→ TASK DIRECTIONS
Render the data below as a Markdown table with the columns "Row" and "Line", from the start of the data up to and including the line that contains "(1224, 781)". Give each non-blank line its own row, numbered in order, and omit blank lines.

→ RECORDS PROVIDED
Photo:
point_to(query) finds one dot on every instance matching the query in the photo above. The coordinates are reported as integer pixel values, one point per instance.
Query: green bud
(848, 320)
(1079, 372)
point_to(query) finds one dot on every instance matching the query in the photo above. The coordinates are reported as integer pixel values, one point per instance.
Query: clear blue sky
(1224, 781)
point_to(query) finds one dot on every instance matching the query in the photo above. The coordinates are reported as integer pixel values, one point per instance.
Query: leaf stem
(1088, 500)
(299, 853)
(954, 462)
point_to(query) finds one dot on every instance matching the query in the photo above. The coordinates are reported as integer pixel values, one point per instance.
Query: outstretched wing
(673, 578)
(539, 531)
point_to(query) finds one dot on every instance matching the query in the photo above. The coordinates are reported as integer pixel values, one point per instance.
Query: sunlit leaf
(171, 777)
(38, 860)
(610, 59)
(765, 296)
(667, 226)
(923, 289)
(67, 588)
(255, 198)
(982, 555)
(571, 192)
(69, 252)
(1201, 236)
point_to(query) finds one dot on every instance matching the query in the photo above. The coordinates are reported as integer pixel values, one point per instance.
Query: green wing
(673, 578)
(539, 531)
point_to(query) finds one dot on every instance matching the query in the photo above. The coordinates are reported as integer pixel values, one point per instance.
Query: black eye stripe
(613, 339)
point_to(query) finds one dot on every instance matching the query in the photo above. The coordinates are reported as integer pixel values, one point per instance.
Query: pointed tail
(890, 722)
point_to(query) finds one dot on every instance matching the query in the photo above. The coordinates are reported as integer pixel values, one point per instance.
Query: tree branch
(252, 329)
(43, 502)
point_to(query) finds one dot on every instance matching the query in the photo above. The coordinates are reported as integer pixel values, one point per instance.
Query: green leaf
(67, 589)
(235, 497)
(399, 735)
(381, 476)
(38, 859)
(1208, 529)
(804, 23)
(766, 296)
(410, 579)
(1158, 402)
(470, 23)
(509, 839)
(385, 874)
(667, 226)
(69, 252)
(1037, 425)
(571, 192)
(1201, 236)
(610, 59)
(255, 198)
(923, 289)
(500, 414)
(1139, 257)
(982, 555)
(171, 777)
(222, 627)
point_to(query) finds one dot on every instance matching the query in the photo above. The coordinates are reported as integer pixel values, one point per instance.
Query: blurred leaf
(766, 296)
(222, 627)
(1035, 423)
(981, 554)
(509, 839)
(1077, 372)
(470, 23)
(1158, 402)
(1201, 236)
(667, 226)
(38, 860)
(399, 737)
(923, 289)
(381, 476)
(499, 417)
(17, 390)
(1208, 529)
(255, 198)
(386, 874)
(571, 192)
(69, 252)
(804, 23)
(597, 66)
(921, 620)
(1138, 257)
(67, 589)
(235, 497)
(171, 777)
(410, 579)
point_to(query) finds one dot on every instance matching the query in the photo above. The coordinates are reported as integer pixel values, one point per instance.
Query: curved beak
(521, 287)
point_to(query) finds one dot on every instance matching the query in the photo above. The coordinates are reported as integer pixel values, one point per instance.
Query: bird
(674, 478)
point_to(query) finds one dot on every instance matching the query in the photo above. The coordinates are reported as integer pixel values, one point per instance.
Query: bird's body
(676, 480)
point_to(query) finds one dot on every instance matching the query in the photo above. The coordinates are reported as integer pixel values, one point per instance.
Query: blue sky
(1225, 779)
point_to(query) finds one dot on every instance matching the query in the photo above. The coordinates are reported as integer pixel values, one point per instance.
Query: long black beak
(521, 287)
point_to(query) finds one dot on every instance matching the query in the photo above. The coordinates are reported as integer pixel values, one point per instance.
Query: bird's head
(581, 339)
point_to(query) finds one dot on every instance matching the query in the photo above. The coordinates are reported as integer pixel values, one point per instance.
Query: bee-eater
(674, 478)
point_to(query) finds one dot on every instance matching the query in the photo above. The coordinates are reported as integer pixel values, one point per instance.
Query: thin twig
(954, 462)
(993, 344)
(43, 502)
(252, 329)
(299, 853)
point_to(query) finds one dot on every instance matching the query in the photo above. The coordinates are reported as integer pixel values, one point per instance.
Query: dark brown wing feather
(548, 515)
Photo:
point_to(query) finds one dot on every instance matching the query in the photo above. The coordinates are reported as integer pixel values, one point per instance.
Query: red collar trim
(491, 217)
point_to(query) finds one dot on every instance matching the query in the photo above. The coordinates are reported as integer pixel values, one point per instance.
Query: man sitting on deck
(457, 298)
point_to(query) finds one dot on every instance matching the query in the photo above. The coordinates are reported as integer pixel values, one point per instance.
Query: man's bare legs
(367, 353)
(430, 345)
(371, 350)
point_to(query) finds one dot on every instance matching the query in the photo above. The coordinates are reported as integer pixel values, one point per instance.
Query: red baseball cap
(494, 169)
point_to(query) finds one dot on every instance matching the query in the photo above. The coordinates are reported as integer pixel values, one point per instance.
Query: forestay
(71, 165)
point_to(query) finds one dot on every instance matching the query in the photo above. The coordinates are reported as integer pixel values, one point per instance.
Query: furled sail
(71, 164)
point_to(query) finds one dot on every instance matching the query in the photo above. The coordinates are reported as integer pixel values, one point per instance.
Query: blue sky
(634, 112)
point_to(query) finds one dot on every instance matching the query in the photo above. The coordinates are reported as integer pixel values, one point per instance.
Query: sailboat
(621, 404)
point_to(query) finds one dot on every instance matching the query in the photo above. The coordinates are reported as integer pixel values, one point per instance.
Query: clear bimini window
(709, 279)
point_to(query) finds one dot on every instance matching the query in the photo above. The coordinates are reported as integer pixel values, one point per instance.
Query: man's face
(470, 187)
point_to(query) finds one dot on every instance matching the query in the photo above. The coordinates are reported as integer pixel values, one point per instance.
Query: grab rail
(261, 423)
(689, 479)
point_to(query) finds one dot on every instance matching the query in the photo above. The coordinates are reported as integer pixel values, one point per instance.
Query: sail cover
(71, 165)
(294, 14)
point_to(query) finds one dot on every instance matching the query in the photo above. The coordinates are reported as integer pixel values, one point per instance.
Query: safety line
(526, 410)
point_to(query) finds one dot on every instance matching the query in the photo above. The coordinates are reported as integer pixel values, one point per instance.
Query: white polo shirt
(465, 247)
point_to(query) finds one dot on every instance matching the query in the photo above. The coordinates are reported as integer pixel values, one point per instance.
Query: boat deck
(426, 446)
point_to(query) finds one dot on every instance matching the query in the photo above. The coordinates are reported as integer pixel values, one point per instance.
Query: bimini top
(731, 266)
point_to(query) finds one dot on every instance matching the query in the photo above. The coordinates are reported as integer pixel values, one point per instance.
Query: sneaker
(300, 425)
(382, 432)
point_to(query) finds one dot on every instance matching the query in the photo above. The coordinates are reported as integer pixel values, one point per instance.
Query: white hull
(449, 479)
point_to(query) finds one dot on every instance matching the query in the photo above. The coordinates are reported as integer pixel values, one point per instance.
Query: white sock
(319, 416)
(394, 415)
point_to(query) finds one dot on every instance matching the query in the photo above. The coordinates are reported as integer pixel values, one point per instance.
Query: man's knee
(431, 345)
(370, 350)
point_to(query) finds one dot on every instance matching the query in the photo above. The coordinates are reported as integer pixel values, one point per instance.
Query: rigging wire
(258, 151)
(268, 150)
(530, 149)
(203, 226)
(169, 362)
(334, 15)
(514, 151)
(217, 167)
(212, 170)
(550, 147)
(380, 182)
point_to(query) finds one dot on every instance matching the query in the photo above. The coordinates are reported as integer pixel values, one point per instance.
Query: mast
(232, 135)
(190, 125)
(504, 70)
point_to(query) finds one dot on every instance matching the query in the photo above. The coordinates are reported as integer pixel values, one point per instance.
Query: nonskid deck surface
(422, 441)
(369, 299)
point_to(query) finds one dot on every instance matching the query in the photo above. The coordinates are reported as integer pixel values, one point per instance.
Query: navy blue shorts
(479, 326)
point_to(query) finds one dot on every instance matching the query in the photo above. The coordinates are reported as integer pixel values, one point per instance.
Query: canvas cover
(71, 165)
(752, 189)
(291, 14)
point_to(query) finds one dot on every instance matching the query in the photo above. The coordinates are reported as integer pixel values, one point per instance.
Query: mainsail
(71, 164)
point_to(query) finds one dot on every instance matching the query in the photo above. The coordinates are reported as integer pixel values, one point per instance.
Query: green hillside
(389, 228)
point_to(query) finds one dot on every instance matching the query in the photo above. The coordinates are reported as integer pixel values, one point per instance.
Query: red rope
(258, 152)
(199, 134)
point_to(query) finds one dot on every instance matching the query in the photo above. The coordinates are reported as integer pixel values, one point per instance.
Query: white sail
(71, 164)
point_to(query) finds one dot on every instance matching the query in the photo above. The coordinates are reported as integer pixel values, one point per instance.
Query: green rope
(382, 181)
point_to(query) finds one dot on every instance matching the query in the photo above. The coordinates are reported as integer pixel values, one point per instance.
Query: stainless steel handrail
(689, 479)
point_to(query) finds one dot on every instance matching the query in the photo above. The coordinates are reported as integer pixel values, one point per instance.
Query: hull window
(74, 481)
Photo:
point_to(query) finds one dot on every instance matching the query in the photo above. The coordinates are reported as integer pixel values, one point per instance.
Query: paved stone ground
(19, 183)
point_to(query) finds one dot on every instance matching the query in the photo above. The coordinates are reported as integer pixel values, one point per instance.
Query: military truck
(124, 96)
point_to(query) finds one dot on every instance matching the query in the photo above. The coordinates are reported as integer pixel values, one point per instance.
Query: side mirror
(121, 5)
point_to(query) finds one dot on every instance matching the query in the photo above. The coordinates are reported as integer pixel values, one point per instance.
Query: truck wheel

→ RESULT OF THIS EXERCISE
| Row | Line |
|---|---|
| 1 | Photo: |
| 2 | point_to(query) finds one dot on every instance matching the query in the photo above. The coordinates are reported as integer pixel values, one point per instance. |
| 3 | Query: green bud |
| 4 | (848, 320) |
| 5 | (1079, 372) |
| 6 | point_to(query) finds one dot on every instance matching the query in the photo above. The coordinates are reported as integer pixel values, one point per instance. |
| 7 | Query: clear blue sky |
| 8 | (1224, 781) |